- Your instructions:
Count the lines in the records below that contain the string "sign", treating uppercase and lowercase as different. Reply with the number only.

(Excerpts of bounding box data)
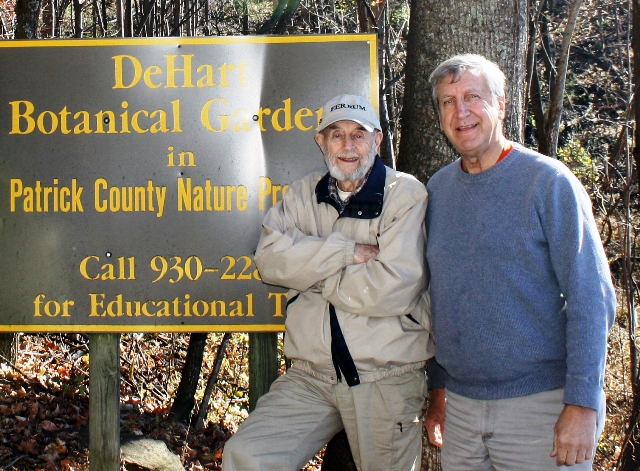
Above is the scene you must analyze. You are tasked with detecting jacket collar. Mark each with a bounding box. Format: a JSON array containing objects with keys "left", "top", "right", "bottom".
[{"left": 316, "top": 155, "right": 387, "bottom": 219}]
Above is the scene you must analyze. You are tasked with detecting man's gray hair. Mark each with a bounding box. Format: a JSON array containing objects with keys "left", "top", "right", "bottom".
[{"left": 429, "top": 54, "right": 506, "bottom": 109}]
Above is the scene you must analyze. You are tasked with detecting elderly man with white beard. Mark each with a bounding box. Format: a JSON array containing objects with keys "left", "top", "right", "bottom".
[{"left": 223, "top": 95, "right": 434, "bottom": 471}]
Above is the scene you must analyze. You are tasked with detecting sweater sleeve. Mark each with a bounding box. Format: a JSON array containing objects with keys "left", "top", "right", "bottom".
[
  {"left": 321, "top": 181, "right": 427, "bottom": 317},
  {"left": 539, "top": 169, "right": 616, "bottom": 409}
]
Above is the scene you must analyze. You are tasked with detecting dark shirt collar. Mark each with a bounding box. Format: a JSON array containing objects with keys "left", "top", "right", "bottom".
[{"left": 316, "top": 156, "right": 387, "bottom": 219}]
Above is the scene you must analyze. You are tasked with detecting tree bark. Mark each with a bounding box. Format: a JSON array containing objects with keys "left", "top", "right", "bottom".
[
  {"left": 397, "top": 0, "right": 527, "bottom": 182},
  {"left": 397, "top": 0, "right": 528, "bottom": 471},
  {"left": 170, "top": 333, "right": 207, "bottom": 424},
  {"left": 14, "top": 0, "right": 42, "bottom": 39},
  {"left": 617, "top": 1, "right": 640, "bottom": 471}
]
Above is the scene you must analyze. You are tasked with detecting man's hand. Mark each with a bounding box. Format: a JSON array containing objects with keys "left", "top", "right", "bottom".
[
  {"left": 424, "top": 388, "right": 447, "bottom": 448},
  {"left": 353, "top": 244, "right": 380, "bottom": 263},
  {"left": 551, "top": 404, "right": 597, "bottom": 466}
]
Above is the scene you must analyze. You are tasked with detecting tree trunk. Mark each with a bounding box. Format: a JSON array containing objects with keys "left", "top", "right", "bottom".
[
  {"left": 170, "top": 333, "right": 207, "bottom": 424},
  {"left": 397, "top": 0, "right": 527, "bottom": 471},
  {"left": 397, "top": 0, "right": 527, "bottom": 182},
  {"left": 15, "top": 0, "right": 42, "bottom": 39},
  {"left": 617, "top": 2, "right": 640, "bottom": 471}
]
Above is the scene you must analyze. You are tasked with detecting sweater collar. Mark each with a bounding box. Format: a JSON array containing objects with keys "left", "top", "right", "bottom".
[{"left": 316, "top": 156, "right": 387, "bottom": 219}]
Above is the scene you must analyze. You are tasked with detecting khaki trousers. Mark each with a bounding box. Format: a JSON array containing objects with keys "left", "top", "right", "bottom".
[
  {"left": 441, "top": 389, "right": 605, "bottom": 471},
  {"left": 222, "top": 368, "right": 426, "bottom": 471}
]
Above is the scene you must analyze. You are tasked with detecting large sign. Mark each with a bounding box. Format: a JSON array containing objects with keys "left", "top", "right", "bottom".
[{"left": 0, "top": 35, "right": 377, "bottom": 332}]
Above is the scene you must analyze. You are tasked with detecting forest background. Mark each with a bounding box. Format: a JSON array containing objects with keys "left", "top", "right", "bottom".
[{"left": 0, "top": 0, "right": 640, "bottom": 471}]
--
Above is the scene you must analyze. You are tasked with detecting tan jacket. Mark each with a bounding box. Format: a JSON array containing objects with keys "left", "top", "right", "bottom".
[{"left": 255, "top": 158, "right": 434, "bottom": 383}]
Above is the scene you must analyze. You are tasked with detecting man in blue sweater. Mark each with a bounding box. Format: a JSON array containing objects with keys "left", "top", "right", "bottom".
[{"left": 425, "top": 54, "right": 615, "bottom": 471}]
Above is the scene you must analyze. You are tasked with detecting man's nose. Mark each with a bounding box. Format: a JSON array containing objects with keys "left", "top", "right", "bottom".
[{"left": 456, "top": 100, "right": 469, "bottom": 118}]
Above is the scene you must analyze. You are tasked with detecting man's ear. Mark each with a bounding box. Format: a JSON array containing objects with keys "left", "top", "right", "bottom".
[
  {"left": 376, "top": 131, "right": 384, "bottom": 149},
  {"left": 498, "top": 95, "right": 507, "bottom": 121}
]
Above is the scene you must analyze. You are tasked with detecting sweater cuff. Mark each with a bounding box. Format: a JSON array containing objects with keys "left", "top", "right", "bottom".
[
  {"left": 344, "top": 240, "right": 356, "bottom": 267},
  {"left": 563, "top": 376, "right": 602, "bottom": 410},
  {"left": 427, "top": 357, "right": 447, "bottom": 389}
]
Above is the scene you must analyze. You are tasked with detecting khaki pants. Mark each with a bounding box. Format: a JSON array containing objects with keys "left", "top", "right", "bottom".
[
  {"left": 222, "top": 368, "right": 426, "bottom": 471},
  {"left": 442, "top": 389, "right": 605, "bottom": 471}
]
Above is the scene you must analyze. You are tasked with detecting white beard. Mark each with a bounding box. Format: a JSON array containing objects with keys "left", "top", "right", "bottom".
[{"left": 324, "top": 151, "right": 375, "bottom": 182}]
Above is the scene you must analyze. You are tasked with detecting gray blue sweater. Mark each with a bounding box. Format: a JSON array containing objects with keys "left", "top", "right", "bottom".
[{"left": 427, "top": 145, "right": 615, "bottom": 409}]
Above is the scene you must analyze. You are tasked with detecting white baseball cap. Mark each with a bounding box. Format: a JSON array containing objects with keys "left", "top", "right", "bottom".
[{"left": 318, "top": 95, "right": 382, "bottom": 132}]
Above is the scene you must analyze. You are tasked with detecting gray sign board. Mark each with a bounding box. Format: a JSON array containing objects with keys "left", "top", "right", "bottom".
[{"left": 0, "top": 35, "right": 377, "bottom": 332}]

- Answer to this exercise:
2